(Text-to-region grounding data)
□ □ □
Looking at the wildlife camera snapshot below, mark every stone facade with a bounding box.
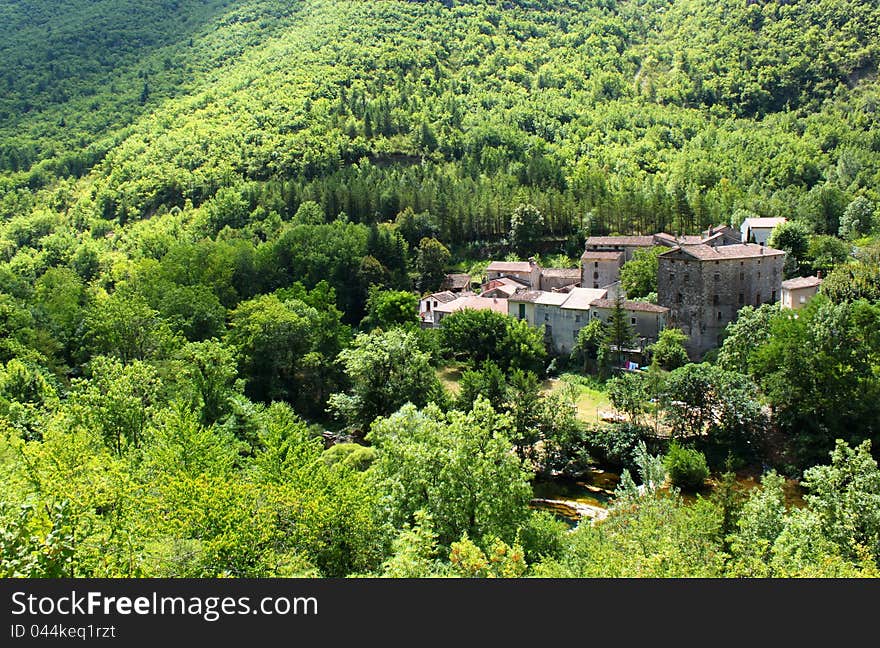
[580,250,624,289]
[539,268,582,291]
[508,287,670,356]
[588,299,669,345]
[658,243,786,357]
[485,259,541,288]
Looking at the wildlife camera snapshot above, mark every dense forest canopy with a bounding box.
[2,0,880,578]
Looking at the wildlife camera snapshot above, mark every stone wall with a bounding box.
[658,250,784,357]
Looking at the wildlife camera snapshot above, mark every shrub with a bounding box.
[321,443,378,471]
[664,442,709,490]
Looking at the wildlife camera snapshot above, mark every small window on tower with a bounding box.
[738,293,744,305]
[594,261,599,268]
[718,311,723,321]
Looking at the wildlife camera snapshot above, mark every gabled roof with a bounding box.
[580,250,624,261]
[560,288,609,310]
[486,261,535,273]
[782,276,822,290]
[590,299,669,314]
[585,235,656,247]
[443,273,471,289]
[660,243,786,261]
[482,283,523,298]
[508,291,544,303]
[426,291,458,303]
[434,295,509,315]
[540,267,582,278]
[534,292,570,306]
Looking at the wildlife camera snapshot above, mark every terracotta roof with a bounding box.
[541,267,582,277]
[590,299,669,314]
[660,243,786,261]
[585,236,656,247]
[782,276,822,290]
[580,250,624,261]
[435,295,509,315]
[654,232,678,242]
[487,261,534,273]
[677,235,705,245]
[560,288,609,310]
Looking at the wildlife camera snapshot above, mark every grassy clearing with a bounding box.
[436,364,612,424]
[543,376,612,424]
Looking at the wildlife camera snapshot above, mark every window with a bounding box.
[714,273,721,281]
[799,295,807,304]
[740,272,744,280]
[715,260,720,265]
[593,283,599,289]
[713,294,719,305]
[718,311,723,321]
[426,302,431,311]
[544,313,549,322]
[575,314,581,323]
[738,293,744,305]
[518,303,526,320]
[756,293,761,306]
[676,293,682,303]
[758,272,761,279]
[684,273,689,282]
[573,329,580,341]
[594,261,599,268]
[593,271,599,280]
[669,273,675,282]
[630,317,636,325]
[772,290,777,301]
□ □ □
TASK ITEM:
Your output should be the lines from the one with "Looking at the wildlife camera snapshot above, mark every stone" through the end of the records above, copied exactly.

PROBLEM SOLUTION:
Looking at the wildlife camera snapshot above, mark every stone wall with a bounding box.
[658,250,784,357]
Looking at the wildlife camera snapshot above, mark every shrub with a bounding box.
[321,443,378,471]
[664,442,709,490]
Looking at the wildlife camera snapshot above, mark every small window on tower with a bounding box.
[738,293,744,305]
[594,261,599,268]
[718,311,723,321]
Looking at the wildlife camera snapshot above, mark every gabled roof with a bounding box.
[580,250,624,261]
[560,288,609,310]
[486,261,535,273]
[782,276,822,290]
[590,299,669,314]
[585,235,656,247]
[443,273,471,289]
[660,243,786,261]
[482,283,523,298]
[508,291,544,303]
[426,291,458,303]
[434,295,509,315]
[540,267,582,278]
[534,292,570,306]
Looking at the wildlife camera snapshot above, mark every terracotta roof with a bounding box.
[541,267,582,277]
[590,299,669,314]
[660,243,786,261]
[585,236,656,247]
[782,276,822,290]
[580,250,624,261]
[435,295,509,315]
[654,232,678,242]
[487,261,534,273]
[677,235,705,245]
[560,288,609,310]
Looking at the wildlife camera snapshot above, mark every grassy clearing with a bounding box.
[436,364,612,424]
[543,376,612,424]
Looking at the wildlife camera snapshot above, mark every window with a bounding box.
[714,273,721,281]
[799,295,807,304]
[740,272,744,280]
[715,260,720,265]
[593,283,599,289]
[713,294,719,305]
[718,311,723,321]
[426,302,431,311]
[544,313,549,322]
[575,314,581,323]
[738,293,744,305]
[518,303,526,320]
[756,293,761,306]
[676,293,682,303]
[758,272,761,279]
[684,273,689,282]
[573,329,580,341]
[594,261,599,268]
[593,271,599,280]
[669,273,675,282]
[630,317,636,325]
[772,290,777,301]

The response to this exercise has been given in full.